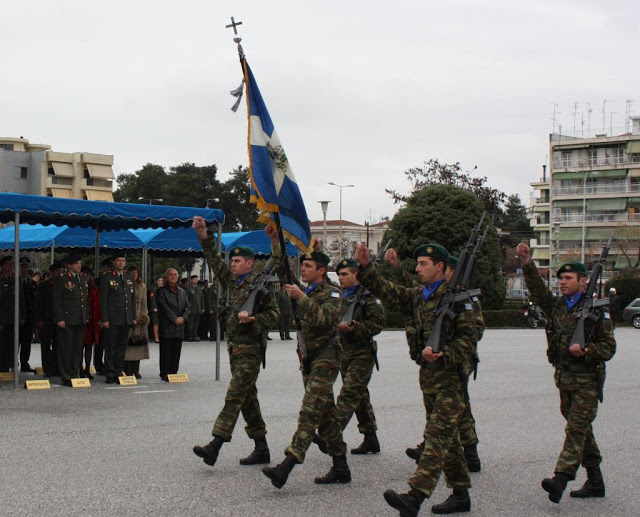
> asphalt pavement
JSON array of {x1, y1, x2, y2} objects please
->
[{"x1": 0, "y1": 328, "x2": 640, "y2": 517}]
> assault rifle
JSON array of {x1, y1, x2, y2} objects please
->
[
  {"x1": 569, "y1": 232, "x2": 613, "y2": 350},
  {"x1": 238, "y1": 259, "x2": 273, "y2": 316},
  {"x1": 424, "y1": 212, "x2": 486, "y2": 354}
]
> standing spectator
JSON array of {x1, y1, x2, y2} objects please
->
[
  {"x1": 0, "y1": 255, "x2": 26, "y2": 372},
  {"x1": 53, "y1": 254, "x2": 89, "y2": 386},
  {"x1": 100, "y1": 254, "x2": 136, "y2": 384},
  {"x1": 20, "y1": 257, "x2": 38, "y2": 373},
  {"x1": 185, "y1": 275, "x2": 204, "y2": 341},
  {"x1": 93, "y1": 257, "x2": 113, "y2": 375},
  {"x1": 156, "y1": 269, "x2": 189, "y2": 381},
  {"x1": 276, "y1": 285, "x2": 292, "y2": 341},
  {"x1": 124, "y1": 266, "x2": 149, "y2": 379},
  {"x1": 609, "y1": 287, "x2": 620, "y2": 328},
  {"x1": 80, "y1": 268, "x2": 100, "y2": 379},
  {"x1": 36, "y1": 262, "x2": 62, "y2": 377}
]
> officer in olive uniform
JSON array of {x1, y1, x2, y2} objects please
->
[
  {"x1": 100, "y1": 254, "x2": 136, "y2": 384},
  {"x1": 193, "y1": 217, "x2": 278, "y2": 466},
  {"x1": 262, "y1": 226, "x2": 351, "y2": 488},
  {"x1": 0, "y1": 255, "x2": 26, "y2": 372},
  {"x1": 36, "y1": 262, "x2": 62, "y2": 377},
  {"x1": 336, "y1": 259, "x2": 386, "y2": 454},
  {"x1": 53, "y1": 254, "x2": 89, "y2": 386},
  {"x1": 516, "y1": 243, "x2": 616, "y2": 503},
  {"x1": 184, "y1": 275, "x2": 204, "y2": 341},
  {"x1": 355, "y1": 243, "x2": 476, "y2": 516}
]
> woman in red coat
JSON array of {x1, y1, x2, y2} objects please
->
[{"x1": 80, "y1": 269, "x2": 100, "y2": 379}]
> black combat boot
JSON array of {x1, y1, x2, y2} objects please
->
[
  {"x1": 240, "y1": 436, "x2": 271, "y2": 465},
  {"x1": 193, "y1": 436, "x2": 224, "y2": 467},
  {"x1": 542, "y1": 473, "x2": 569, "y2": 503},
  {"x1": 384, "y1": 488, "x2": 424, "y2": 517},
  {"x1": 464, "y1": 445, "x2": 482, "y2": 472},
  {"x1": 404, "y1": 440, "x2": 424, "y2": 463},
  {"x1": 312, "y1": 433, "x2": 329, "y2": 454},
  {"x1": 431, "y1": 490, "x2": 471, "y2": 514},
  {"x1": 351, "y1": 431, "x2": 380, "y2": 454},
  {"x1": 314, "y1": 456, "x2": 351, "y2": 485},
  {"x1": 262, "y1": 454, "x2": 298, "y2": 488},
  {"x1": 569, "y1": 467, "x2": 604, "y2": 498}
]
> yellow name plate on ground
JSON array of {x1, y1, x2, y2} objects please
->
[
  {"x1": 167, "y1": 373, "x2": 189, "y2": 382},
  {"x1": 24, "y1": 380, "x2": 51, "y2": 390}
]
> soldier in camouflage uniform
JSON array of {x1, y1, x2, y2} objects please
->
[
  {"x1": 193, "y1": 217, "x2": 278, "y2": 466},
  {"x1": 262, "y1": 226, "x2": 351, "y2": 488},
  {"x1": 336, "y1": 259, "x2": 386, "y2": 454},
  {"x1": 356, "y1": 244, "x2": 476, "y2": 516},
  {"x1": 517, "y1": 243, "x2": 616, "y2": 503}
]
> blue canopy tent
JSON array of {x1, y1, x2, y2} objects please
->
[{"x1": 0, "y1": 193, "x2": 224, "y2": 389}]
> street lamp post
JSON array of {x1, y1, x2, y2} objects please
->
[
  {"x1": 318, "y1": 201, "x2": 331, "y2": 251},
  {"x1": 138, "y1": 197, "x2": 164, "y2": 205},
  {"x1": 329, "y1": 181, "x2": 355, "y2": 260}
]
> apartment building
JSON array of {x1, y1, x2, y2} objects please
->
[
  {"x1": 531, "y1": 117, "x2": 640, "y2": 278},
  {"x1": 0, "y1": 137, "x2": 115, "y2": 201}
]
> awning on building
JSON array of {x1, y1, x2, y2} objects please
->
[
  {"x1": 86, "y1": 163, "x2": 115, "y2": 179},
  {"x1": 532, "y1": 248, "x2": 551, "y2": 260},
  {"x1": 626, "y1": 140, "x2": 640, "y2": 154},
  {"x1": 587, "y1": 197, "x2": 627, "y2": 211},
  {"x1": 49, "y1": 188, "x2": 73, "y2": 199},
  {"x1": 84, "y1": 189, "x2": 113, "y2": 201},
  {"x1": 553, "y1": 199, "x2": 582, "y2": 208},
  {"x1": 51, "y1": 162, "x2": 76, "y2": 178},
  {"x1": 558, "y1": 228, "x2": 582, "y2": 241}
]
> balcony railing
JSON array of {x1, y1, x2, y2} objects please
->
[{"x1": 553, "y1": 183, "x2": 640, "y2": 196}]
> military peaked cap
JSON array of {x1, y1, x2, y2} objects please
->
[
  {"x1": 229, "y1": 246, "x2": 255, "y2": 258},
  {"x1": 336, "y1": 259, "x2": 358, "y2": 273},
  {"x1": 413, "y1": 243, "x2": 450, "y2": 264},
  {"x1": 558, "y1": 261, "x2": 587, "y2": 278},
  {"x1": 300, "y1": 251, "x2": 331, "y2": 267}
]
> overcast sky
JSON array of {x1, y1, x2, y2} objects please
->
[{"x1": 0, "y1": 0, "x2": 640, "y2": 223}]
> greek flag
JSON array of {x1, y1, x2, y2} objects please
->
[{"x1": 242, "y1": 59, "x2": 311, "y2": 251}]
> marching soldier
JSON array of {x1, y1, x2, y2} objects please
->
[
  {"x1": 262, "y1": 226, "x2": 351, "y2": 488},
  {"x1": 193, "y1": 217, "x2": 278, "y2": 466},
  {"x1": 100, "y1": 254, "x2": 136, "y2": 384},
  {"x1": 36, "y1": 262, "x2": 62, "y2": 377},
  {"x1": 356, "y1": 244, "x2": 475, "y2": 516},
  {"x1": 336, "y1": 259, "x2": 386, "y2": 454},
  {"x1": 516, "y1": 243, "x2": 616, "y2": 503},
  {"x1": 53, "y1": 254, "x2": 89, "y2": 386}
]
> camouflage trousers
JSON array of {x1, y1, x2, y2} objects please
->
[
  {"x1": 407, "y1": 374, "x2": 471, "y2": 497},
  {"x1": 211, "y1": 342, "x2": 267, "y2": 442},
  {"x1": 554, "y1": 380, "x2": 602, "y2": 479},
  {"x1": 336, "y1": 351, "x2": 378, "y2": 434},
  {"x1": 284, "y1": 358, "x2": 347, "y2": 463}
]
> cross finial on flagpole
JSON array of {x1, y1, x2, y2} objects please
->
[{"x1": 225, "y1": 16, "x2": 242, "y2": 34}]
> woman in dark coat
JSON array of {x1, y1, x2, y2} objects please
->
[{"x1": 156, "y1": 269, "x2": 189, "y2": 381}]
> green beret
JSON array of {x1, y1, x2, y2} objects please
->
[
  {"x1": 558, "y1": 262, "x2": 587, "y2": 278},
  {"x1": 413, "y1": 243, "x2": 449, "y2": 264},
  {"x1": 336, "y1": 259, "x2": 358, "y2": 273},
  {"x1": 300, "y1": 251, "x2": 331, "y2": 267},
  {"x1": 229, "y1": 246, "x2": 255, "y2": 259}
]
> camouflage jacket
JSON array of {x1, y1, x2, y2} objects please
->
[
  {"x1": 200, "y1": 235, "x2": 280, "y2": 345},
  {"x1": 393, "y1": 266, "x2": 486, "y2": 363},
  {"x1": 271, "y1": 244, "x2": 346, "y2": 355},
  {"x1": 523, "y1": 261, "x2": 616, "y2": 373},
  {"x1": 359, "y1": 265, "x2": 476, "y2": 389},
  {"x1": 340, "y1": 286, "x2": 387, "y2": 350}
]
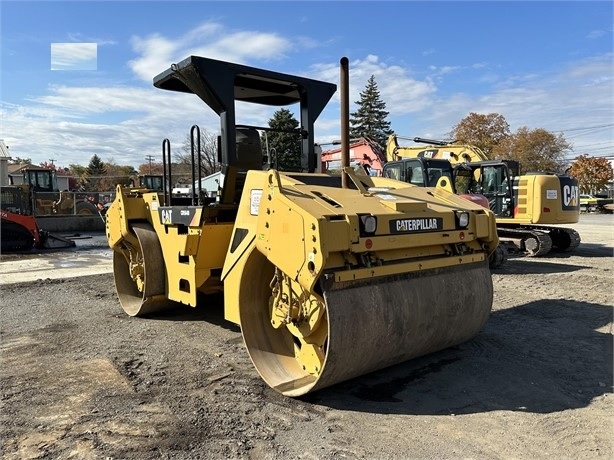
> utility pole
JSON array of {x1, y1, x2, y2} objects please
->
[{"x1": 145, "y1": 155, "x2": 154, "y2": 175}]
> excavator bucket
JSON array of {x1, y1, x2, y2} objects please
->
[{"x1": 38, "y1": 230, "x2": 76, "y2": 249}]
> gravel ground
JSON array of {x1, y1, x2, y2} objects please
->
[{"x1": 0, "y1": 214, "x2": 614, "y2": 459}]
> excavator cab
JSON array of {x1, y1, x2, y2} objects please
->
[{"x1": 454, "y1": 161, "x2": 514, "y2": 217}]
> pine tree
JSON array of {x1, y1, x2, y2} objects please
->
[
  {"x1": 350, "y1": 75, "x2": 392, "y2": 148},
  {"x1": 261, "y1": 109, "x2": 301, "y2": 171},
  {"x1": 81, "y1": 155, "x2": 107, "y2": 191}
]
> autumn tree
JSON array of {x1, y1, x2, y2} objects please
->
[
  {"x1": 261, "y1": 109, "x2": 301, "y2": 171},
  {"x1": 450, "y1": 112, "x2": 510, "y2": 158},
  {"x1": 492, "y1": 126, "x2": 571, "y2": 174},
  {"x1": 79, "y1": 154, "x2": 107, "y2": 192},
  {"x1": 569, "y1": 155, "x2": 614, "y2": 194},
  {"x1": 350, "y1": 75, "x2": 393, "y2": 148}
]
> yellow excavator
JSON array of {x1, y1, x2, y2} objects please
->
[
  {"x1": 106, "y1": 56, "x2": 498, "y2": 397},
  {"x1": 385, "y1": 134, "x2": 580, "y2": 257}
]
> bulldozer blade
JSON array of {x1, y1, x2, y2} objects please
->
[{"x1": 40, "y1": 231, "x2": 77, "y2": 249}]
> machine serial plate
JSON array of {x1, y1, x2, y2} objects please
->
[
  {"x1": 158, "y1": 206, "x2": 199, "y2": 225},
  {"x1": 390, "y1": 217, "x2": 443, "y2": 233}
]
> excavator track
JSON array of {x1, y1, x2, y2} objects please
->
[
  {"x1": 240, "y1": 251, "x2": 493, "y2": 397},
  {"x1": 548, "y1": 227, "x2": 581, "y2": 252},
  {"x1": 1, "y1": 219, "x2": 34, "y2": 252},
  {"x1": 497, "y1": 227, "x2": 552, "y2": 257}
]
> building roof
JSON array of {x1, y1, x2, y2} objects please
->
[
  {"x1": 8, "y1": 163, "x2": 49, "y2": 174},
  {"x1": 0, "y1": 139, "x2": 11, "y2": 159}
]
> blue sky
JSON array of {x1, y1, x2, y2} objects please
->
[{"x1": 0, "y1": 0, "x2": 614, "y2": 167}]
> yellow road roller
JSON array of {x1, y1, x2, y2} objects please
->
[{"x1": 106, "y1": 56, "x2": 498, "y2": 397}]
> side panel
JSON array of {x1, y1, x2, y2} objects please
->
[{"x1": 508, "y1": 174, "x2": 580, "y2": 224}]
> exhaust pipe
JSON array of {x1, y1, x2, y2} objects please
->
[{"x1": 340, "y1": 57, "x2": 350, "y2": 188}]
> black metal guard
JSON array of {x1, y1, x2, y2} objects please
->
[
  {"x1": 162, "y1": 139, "x2": 173, "y2": 206},
  {"x1": 190, "y1": 125, "x2": 202, "y2": 206}
]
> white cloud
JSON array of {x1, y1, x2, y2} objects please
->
[
  {"x1": 51, "y1": 43, "x2": 98, "y2": 70},
  {"x1": 0, "y1": 22, "x2": 613, "y2": 166},
  {"x1": 129, "y1": 22, "x2": 294, "y2": 81}
]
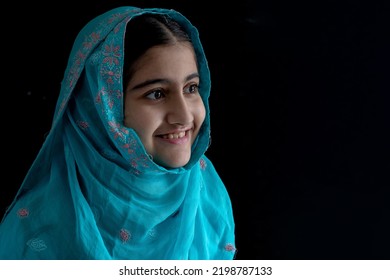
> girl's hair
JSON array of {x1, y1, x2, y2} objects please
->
[{"x1": 123, "y1": 14, "x2": 192, "y2": 92}]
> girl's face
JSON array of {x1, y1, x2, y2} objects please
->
[{"x1": 124, "y1": 42, "x2": 206, "y2": 168}]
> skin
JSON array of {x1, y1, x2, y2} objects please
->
[{"x1": 124, "y1": 42, "x2": 206, "y2": 168}]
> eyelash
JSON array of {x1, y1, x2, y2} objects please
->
[{"x1": 145, "y1": 84, "x2": 199, "y2": 100}]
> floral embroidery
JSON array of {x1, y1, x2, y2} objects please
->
[
  {"x1": 17, "y1": 208, "x2": 30, "y2": 219},
  {"x1": 119, "y1": 228, "x2": 131, "y2": 243},
  {"x1": 225, "y1": 243, "x2": 236, "y2": 252},
  {"x1": 77, "y1": 121, "x2": 89, "y2": 130},
  {"x1": 199, "y1": 158, "x2": 207, "y2": 170},
  {"x1": 26, "y1": 238, "x2": 47, "y2": 252}
]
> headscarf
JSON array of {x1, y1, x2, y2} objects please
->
[{"x1": 0, "y1": 6, "x2": 236, "y2": 260}]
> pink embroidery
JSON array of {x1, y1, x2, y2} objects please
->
[
  {"x1": 119, "y1": 228, "x2": 131, "y2": 243},
  {"x1": 199, "y1": 158, "x2": 207, "y2": 170},
  {"x1": 225, "y1": 243, "x2": 236, "y2": 252},
  {"x1": 17, "y1": 208, "x2": 30, "y2": 218},
  {"x1": 77, "y1": 121, "x2": 89, "y2": 130}
]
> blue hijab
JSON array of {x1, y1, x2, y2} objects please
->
[{"x1": 0, "y1": 7, "x2": 236, "y2": 260}]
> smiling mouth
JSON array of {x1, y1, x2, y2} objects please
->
[{"x1": 161, "y1": 131, "x2": 186, "y2": 139}]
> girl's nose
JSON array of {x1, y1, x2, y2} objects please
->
[{"x1": 167, "y1": 93, "x2": 193, "y2": 125}]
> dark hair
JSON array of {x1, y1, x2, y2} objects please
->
[{"x1": 123, "y1": 14, "x2": 191, "y2": 92}]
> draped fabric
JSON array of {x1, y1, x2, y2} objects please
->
[{"x1": 0, "y1": 6, "x2": 236, "y2": 260}]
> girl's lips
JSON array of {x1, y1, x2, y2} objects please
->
[{"x1": 158, "y1": 130, "x2": 188, "y2": 144}]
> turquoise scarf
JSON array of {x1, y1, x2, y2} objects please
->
[{"x1": 0, "y1": 7, "x2": 236, "y2": 260}]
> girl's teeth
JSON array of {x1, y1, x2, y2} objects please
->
[{"x1": 163, "y1": 131, "x2": 186, "y2": 139}]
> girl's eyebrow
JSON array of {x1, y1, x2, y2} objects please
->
[{"x1": 131, "y1": 72, "x2": 199, "y2": 90}]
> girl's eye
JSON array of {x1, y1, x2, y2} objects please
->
[
  {"x1": 145, "y1": 90, "x2": 164, "y2": 100},
  {"x1": 185, "y1": 84, "x2": 199, "y2": 93}
]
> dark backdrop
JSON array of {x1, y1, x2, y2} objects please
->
[{"x1": 0, "y1": 0, "x2": 390, "y2": 259}]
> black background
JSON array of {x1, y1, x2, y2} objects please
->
[{"x1": 0, "y1": 0, "x2": 390, "y2": 259}]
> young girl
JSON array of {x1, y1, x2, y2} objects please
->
[{"x1": 0, "y1": 7, "x2": 236, "y2": 259}]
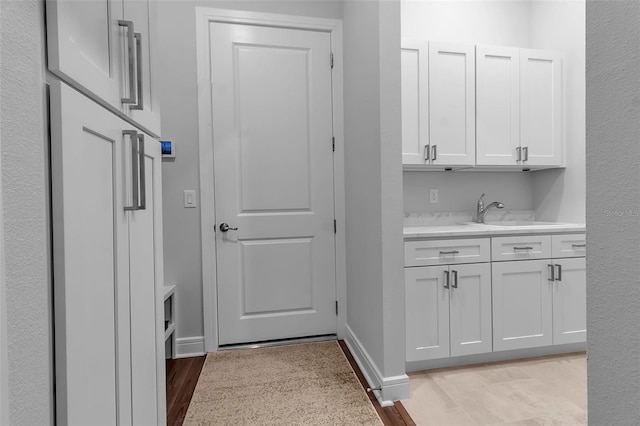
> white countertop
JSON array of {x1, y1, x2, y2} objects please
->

::::

# [WHAT YOU SHOULD DO]
Find every line in the records above that contains the string "camouflage", matching case exactly, and copy each of those lines.

# [EXERCISE RESULT]
> soldier in camouflage uniform
> camouflage trousers
> camouflage jacket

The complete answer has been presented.